Pick out each line of the material that contains the string "walking". Case counts.

## start SUPPLIED DATA

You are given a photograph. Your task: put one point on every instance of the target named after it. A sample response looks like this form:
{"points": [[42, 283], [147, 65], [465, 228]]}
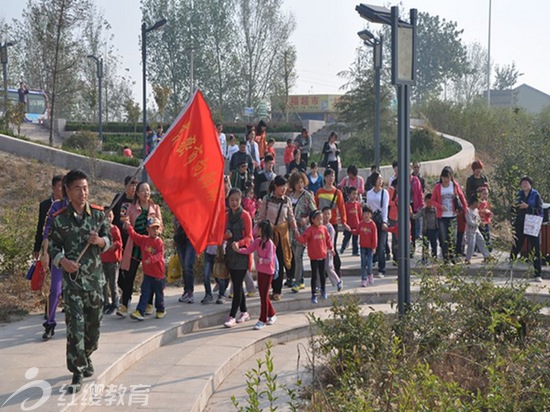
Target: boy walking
{"points": [[430, 228], [110, 260], [354, 214], [152, 249], [368, 240]]}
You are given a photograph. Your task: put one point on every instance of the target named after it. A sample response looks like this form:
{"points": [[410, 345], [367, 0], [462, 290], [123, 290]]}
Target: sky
{"points": [[326, 35]]}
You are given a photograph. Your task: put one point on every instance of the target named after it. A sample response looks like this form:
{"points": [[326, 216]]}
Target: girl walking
{"points": [[265, 265]]}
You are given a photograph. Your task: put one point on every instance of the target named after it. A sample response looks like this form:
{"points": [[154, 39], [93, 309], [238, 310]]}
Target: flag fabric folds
{"points": [[187, 169]]}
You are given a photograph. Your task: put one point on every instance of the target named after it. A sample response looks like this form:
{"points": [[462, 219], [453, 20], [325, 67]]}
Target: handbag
{"points": [[174, 269], [38, 275], [220, 269], [459, 207], [532, 225]]}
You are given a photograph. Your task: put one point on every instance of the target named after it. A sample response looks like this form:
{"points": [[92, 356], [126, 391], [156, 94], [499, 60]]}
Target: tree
{"points": [[50, 32], [282, 89], [264, 34], [441, 55], [473, 81], [506, 77], [161, 94], [132, 111]]}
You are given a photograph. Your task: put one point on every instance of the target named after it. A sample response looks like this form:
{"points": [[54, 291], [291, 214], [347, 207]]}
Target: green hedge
{"points": [[124, 127]]}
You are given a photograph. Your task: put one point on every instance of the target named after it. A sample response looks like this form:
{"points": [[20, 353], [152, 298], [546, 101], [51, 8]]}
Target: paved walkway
{"points": [[131, 353]]}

## end SUPPLIED DATA

**RESULT**
Target: boy walking
Target: girl walking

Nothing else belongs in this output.